EXERCISE GOAL: Nothing but the line with "Field-scouting request: tag every instance of the small tree" and the lines after it, through the end of the records below, is to be repeated, exactly as it is.

DATA TO USE:
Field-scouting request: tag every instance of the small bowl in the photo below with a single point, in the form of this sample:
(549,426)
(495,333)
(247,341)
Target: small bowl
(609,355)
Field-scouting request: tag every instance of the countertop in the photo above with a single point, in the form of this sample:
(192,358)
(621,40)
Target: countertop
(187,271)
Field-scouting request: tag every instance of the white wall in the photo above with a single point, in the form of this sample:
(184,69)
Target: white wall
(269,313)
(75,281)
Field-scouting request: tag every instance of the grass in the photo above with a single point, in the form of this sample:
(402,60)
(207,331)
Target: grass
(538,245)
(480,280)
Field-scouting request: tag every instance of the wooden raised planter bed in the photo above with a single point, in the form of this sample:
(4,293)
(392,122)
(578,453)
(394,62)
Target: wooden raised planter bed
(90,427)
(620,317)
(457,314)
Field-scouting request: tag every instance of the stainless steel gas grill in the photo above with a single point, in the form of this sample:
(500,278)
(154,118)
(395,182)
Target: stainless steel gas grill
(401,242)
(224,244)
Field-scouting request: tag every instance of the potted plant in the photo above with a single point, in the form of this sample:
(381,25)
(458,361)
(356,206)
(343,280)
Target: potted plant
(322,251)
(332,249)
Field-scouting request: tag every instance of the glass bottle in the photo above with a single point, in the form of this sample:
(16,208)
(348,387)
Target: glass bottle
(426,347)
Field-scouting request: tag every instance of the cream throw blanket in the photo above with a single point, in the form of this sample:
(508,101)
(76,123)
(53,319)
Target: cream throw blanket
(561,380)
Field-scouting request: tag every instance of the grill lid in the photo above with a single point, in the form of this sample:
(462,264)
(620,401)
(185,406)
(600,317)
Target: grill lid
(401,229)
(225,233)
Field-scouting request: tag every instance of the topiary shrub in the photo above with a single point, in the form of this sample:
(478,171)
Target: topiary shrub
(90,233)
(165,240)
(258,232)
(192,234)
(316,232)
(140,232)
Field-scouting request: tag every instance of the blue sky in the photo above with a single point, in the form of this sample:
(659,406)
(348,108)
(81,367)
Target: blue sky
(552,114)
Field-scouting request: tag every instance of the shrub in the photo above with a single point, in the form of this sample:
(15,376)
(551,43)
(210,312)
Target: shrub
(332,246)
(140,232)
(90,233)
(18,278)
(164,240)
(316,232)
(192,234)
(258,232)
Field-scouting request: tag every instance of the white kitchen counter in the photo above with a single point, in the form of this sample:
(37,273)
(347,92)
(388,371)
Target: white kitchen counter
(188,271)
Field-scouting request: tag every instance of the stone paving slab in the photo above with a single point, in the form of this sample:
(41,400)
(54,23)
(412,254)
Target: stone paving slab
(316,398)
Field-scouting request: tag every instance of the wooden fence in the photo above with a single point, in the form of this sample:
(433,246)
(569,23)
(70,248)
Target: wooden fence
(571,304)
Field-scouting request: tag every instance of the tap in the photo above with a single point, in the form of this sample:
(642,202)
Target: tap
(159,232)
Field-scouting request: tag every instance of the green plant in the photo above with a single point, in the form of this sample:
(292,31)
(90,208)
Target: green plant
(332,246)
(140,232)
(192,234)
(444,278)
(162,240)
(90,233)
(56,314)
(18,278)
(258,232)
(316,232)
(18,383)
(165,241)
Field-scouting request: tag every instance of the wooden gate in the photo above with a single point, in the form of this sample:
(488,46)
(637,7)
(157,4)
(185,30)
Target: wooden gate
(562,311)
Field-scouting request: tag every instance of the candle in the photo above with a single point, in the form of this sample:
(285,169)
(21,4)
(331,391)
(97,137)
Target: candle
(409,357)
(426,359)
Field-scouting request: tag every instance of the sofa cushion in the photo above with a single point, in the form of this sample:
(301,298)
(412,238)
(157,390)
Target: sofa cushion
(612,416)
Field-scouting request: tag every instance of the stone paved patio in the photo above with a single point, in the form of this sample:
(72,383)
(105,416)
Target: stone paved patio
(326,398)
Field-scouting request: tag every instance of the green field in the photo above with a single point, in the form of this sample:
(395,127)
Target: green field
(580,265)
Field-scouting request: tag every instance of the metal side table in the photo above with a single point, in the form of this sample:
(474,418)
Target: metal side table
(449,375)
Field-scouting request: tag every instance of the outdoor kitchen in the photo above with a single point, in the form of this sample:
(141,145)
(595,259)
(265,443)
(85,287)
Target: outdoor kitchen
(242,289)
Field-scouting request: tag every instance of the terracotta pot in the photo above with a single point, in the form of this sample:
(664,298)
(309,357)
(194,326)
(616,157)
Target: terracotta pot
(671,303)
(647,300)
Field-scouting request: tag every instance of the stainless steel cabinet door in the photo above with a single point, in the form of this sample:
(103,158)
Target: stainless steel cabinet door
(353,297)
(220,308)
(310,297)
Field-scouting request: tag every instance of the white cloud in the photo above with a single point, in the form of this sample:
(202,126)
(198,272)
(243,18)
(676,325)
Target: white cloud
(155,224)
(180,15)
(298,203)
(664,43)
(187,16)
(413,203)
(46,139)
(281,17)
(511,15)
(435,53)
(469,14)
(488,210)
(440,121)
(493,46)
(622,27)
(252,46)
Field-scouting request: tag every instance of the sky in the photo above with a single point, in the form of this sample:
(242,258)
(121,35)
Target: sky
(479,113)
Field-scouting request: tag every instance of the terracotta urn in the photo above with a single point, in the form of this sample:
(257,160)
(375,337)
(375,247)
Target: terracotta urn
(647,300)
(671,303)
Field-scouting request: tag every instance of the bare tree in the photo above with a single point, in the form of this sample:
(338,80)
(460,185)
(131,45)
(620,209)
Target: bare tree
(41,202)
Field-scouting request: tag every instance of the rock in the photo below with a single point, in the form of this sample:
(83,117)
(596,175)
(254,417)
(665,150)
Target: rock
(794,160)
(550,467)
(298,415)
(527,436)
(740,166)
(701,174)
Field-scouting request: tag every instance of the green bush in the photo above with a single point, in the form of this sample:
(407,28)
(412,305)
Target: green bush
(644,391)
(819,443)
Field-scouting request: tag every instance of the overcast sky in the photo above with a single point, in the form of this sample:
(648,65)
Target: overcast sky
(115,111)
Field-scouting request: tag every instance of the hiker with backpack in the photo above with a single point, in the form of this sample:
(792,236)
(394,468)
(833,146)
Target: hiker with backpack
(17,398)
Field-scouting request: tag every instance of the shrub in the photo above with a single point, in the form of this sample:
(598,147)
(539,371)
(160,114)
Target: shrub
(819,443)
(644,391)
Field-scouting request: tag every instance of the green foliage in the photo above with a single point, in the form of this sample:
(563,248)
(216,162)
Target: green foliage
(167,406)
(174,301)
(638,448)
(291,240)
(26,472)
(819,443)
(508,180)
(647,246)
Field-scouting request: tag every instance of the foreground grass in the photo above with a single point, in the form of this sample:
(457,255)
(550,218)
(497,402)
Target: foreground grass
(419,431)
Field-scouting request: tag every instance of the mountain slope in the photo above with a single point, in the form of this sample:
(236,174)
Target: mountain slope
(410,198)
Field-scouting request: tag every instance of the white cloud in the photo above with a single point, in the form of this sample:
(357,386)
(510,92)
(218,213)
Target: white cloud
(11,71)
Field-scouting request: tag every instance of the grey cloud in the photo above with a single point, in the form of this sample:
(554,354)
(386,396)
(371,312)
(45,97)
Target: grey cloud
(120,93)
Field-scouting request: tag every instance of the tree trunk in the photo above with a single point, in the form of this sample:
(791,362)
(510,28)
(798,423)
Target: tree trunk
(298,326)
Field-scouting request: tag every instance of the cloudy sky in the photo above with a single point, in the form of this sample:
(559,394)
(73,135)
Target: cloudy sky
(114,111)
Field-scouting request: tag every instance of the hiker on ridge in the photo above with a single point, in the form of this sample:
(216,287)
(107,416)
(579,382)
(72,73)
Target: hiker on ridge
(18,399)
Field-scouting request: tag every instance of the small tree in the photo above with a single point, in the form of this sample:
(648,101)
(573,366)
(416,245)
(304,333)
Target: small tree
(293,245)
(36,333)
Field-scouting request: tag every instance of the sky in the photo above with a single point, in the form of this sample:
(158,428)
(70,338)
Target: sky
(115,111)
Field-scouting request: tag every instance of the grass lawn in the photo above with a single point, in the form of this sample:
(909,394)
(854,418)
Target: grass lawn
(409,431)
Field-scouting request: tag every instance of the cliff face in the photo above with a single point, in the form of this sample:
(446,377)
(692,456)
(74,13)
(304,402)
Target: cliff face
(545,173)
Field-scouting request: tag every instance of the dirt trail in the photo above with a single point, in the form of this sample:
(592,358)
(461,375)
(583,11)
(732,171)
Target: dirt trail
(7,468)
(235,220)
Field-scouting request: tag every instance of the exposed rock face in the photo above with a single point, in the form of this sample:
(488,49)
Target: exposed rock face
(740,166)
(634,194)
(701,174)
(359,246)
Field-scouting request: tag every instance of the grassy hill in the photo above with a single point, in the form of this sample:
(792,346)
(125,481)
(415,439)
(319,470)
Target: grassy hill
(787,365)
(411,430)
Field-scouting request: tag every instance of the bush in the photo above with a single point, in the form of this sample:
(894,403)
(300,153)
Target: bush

CORRECT RESULT:
Field-scouting request: tag every instance of the small tree in the photo above with a single point, in the form of this sample:
(648,101)
(573,366)
(416,245)
(304,333)
Target: small tree
(293,245)
(36,333)
Field-scouting request: tag every instance of the sky in the photo above with a single point, in the form of this sample:
(158,428)
(70,338)
Target: sky
(115,111)
Field-scouting request: tag every instance of the grass lawn in the photo above with a single point, in the form of this sample:
(909,394)
(854,418)
Target: grass lawn
(409,431)
Field-scouting request: tag every instance of the cliff face in the photo above with a single point, in the form of this sample:
(446,377)
(692,456)
(74,13)
(304,402)
Target: cliff face
(545,173)
Field-scouting request: tag every instance of the dirt trail in the photo above with a single point, in the form of this sample:
(592,358)
(461,375)
(583,11)
(732,171)
Target: dirt trail
(7,468)
(235,220)
Field-scouting request: tag every instance of the exposed rock face in the photo above with a single point, in the form of this sample:
(488,49)
Target: exposed rock face
(740,166)
(634,194)
(701,174)
(359,246)
Field-scouting request: tag every instance of the grassy hill in the photo above with a single point, in the form of this sample:
(792,346)
(125,481)
(415,439)
(319,470)
Target: grassy hill
(787,365)
(411,430)
Field-scouting request: tag every instance of the bush in the photo above with a single point, in the form of this sample:
(894,403)
(300,153)
Target: bush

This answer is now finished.